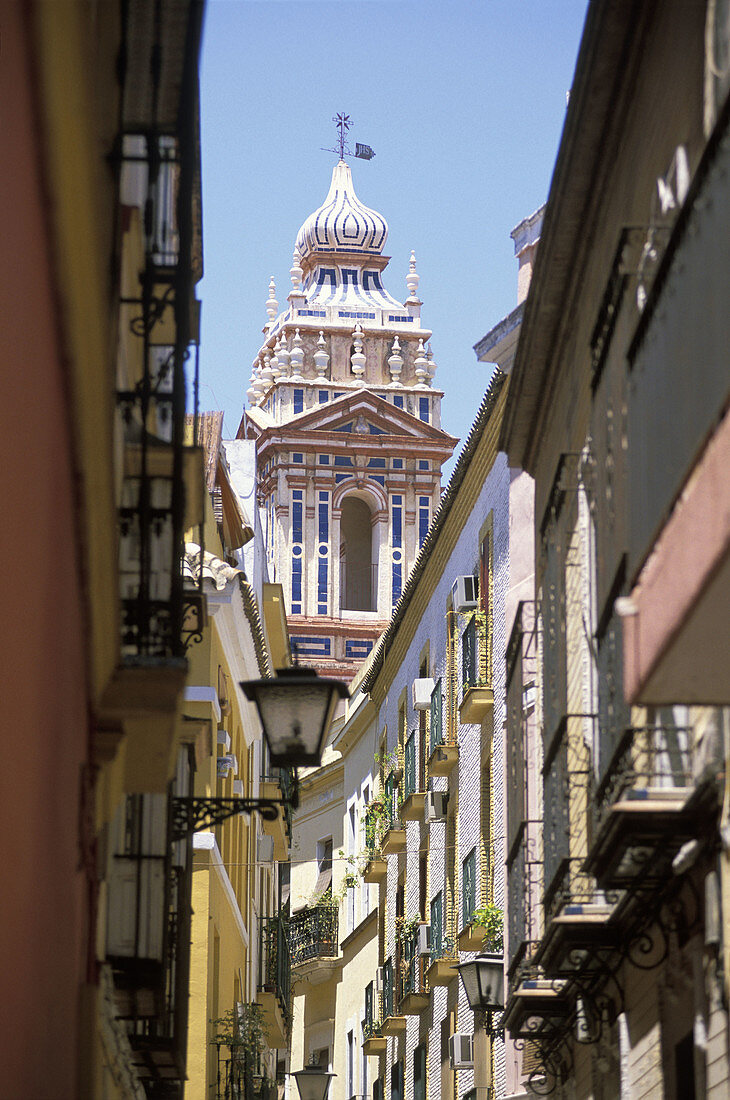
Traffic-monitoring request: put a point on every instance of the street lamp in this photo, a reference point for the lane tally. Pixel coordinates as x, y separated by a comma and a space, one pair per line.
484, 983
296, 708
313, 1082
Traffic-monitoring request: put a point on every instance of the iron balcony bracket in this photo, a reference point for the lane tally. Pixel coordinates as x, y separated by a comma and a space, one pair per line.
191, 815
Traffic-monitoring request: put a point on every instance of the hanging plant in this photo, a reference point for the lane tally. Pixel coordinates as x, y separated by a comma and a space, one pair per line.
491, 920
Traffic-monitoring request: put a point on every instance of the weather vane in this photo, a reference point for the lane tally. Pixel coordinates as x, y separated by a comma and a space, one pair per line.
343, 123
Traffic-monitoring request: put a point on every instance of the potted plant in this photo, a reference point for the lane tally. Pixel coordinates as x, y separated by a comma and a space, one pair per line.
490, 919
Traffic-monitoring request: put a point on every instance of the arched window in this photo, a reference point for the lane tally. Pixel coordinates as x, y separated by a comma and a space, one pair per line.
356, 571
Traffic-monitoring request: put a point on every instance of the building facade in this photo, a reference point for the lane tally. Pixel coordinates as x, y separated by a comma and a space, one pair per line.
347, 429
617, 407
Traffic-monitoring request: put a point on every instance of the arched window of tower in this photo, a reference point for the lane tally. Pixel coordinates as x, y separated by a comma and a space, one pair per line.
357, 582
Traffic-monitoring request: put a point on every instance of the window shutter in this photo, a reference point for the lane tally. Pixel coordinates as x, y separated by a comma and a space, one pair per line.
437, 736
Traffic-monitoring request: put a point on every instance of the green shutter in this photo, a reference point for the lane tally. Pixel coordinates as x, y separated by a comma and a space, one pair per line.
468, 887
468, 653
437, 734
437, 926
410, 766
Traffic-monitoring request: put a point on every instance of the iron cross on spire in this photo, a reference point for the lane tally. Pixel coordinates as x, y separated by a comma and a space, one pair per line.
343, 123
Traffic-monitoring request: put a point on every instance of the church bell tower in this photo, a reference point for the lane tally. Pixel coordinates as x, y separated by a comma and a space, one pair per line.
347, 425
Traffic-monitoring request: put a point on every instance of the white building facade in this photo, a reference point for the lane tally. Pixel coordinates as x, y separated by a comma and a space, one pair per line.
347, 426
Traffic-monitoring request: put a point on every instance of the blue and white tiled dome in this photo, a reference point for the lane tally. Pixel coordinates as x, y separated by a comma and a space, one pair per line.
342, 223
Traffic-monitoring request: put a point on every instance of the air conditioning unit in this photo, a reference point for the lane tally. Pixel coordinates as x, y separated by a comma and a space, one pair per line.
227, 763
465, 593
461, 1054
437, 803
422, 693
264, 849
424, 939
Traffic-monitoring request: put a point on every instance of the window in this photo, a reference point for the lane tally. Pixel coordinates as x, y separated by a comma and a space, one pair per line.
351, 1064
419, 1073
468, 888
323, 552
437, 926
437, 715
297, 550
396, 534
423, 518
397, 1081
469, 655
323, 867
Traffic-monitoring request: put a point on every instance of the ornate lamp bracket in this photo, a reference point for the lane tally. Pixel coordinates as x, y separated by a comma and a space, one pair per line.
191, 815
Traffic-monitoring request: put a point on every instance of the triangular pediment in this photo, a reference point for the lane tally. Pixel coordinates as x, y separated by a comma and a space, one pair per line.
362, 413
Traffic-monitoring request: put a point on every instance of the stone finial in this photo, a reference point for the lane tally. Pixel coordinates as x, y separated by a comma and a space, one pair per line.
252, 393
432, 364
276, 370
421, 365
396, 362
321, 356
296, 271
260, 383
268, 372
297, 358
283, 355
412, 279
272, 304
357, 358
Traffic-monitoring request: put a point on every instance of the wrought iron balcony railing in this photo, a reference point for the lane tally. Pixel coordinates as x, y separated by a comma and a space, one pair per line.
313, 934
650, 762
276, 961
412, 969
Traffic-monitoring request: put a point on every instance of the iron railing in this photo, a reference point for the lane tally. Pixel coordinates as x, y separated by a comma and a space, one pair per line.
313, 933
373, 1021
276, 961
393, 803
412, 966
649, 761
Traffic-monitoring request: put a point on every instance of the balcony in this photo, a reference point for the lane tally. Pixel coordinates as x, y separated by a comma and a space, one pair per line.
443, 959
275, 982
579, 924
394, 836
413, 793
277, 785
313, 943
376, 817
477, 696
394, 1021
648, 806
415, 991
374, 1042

## Your goal:
Switch each "lane tally" in the data above to "lane count" and give all the lines again with nothing else changed. Leave the pictures out.

## Reply to the exercise:
Traffic-monitoring request: put a point on every instance of the street lamp in this photo, a reference point for the lane count. Pixel coordinates as x, y separated by a comma and a space, one pair per line.
484, 983
296, 708
313, 1082
Traffic-monitoring request: put a point on every instance of the iron balcony bracket in this photo, a reference point for the lane count. Pixel coordinates as x, y separated by a comma and a space, one pair per line.
191, 815
Traffic-monitoring request: put a point on every instance of the hanging plant in this photo, a reference point for the lane count. Pixel coordinates as x, y separated by a comma and a space, one pair per line.
491, 920
Traffic-monitoring request: put a point on every instance of the weather vane in this photo, a reference point for the lane count. Pixel coordinates as x, y separated by a comma and a space, one pair per line.
343, 123
Traffic-monitoring request: put a point on every instance of the potted plant in this photo, a reference point for the lane count. Pixel coordinates as x, y separated by a comma and a space, one pair per line.
490, 919
Traffic-monitoring request: put a point on every instance of the arched window in this photo, a reference point for the lane count. Pixel coordinates as x, y separated by a comma and a space, one pair per line.
356, 571
Traffic-monitoring request: put a point on every instance of the building facade in this photo, a reference point for the lane count. Pixel coordinates as x, y separated by a comma and a space, one pair per line.
347, 429
617, 407
Traffic-monitoring request: put a point on every instance of the arched window of tower in this photo, a reference point for the lane count. Pixel coordinates as x, y separated by a comma and a space, one pair per line.
357, 582
Traffic-monitoring request: put a point on every instance of the window shutter in this photo, a reference point for the lane count. Pixel coordinates as x, y separated by a comma and a space, one pair per line.
437, 736
Traffic-monitoring request: put a point on every instance of the green shutter in this photo, a reference point for the lane count. Pixel coordinates as x, y separated by a comma and a space, one pair per line.
468, 887
468, 653
437, 734
437, 926
410, 766
Traffic-monitoring request: put a point on every instance of the iron cross on spire in this photo, a reference point for the lane count. Pixel coordinates as x, y separated by a comma and a space, one pair per line.
343, 123
Traffic-monitoring request: put a point on every instance of the church bell tower in this photo, a reference point for the lane count. Pixel coordinates as x, y separated by a comma and a space, one pair per line.
347, 425
Traffic-monitoring request: put a point on every instance of the white building facade in this photo, a reference point for the lane count. Pixel coordinates as x, y separated by a comma and a space, one pair per line.
347, 426
Traffic-monitoring request: put a point on every instance of the blue and white tiled dome in this photo, a reference point for the lane count. Pixel coordinates as x, y separated by a comma and a space, one pair per line.
342, 223
Traffic-monitoring request: put a point on every instance of the air conditioning unit in this photo, a reference point for the lane count. Pixel coordinates as x, y separated by a comma and a space, one pair per line.
227, 763
465, 593
461, 1054
437, 803
422, 693
264, 849
424, 939
Traffic-monitoring request: put a point on every instance of the window in this photo, a reference point for the lane count. Pixel coordinates as x, y separated by a comma and a space, one pair per line.
351, 1064
419, 1073
468, 888
323, 552
437, 926
437, 715
297, 550
396, 534
423, 518
397, 1081
469, 655
323, 867
Traffic-monitoring request: put a point on every instance of the ornate lamp bracket in this photo, a reference point for the lane count. Pixel coordinates as x, y separated by a comma and a space, one pair per line.
191, 815
Traffic-monitoring request: put a point on every instance of the triangular pediment in this photo, a reference point for the lane count. Pixel coordinates as x, y separated by a comma and a space, one pair per line.
362, 413
Traffic-monitoring request: put a point on every instance of the stone finial in this photo, a reference point for the lane count. Pixel coordinates as x, y separated by a comma and a space, one pair per line.
252, 393
432, 364
276, 370
421, 365
396, 362
321, 356
296, 271
260, 383
268, 372
297, 358
283, 355
412, 279
272, 304
357, 358
Traffic-monitoring request: put a point on every instance of the wrought iron balcony railing in this photo, a reference point for the lane count. Pixel coordinates as x, y separated by a comma and a space, one pair per line.
313, 934
650, 762
276, 961
412, 969
Traffic-monitoring request: put a point on every instance of the iron railing in this photo, a reference point for the lane count. Pixel coordinates as x, y separated by a comma and a space, one pair per line.
313, 933
373, 1021
276, 961
393, 803
412, 966
649, 761
Traffic-monitoring request: put a point on every instance of the balcony in this photo, a reference point for the lane count. Pixel coordinates as x, y separated by a comma and a space, one pair per line.
443, 959
275, 982
579, 924
394, 836
413, 793
277, 785
313, 943
376, 817
477, 696
394, 1021
648, 806
415, 991
374, 1042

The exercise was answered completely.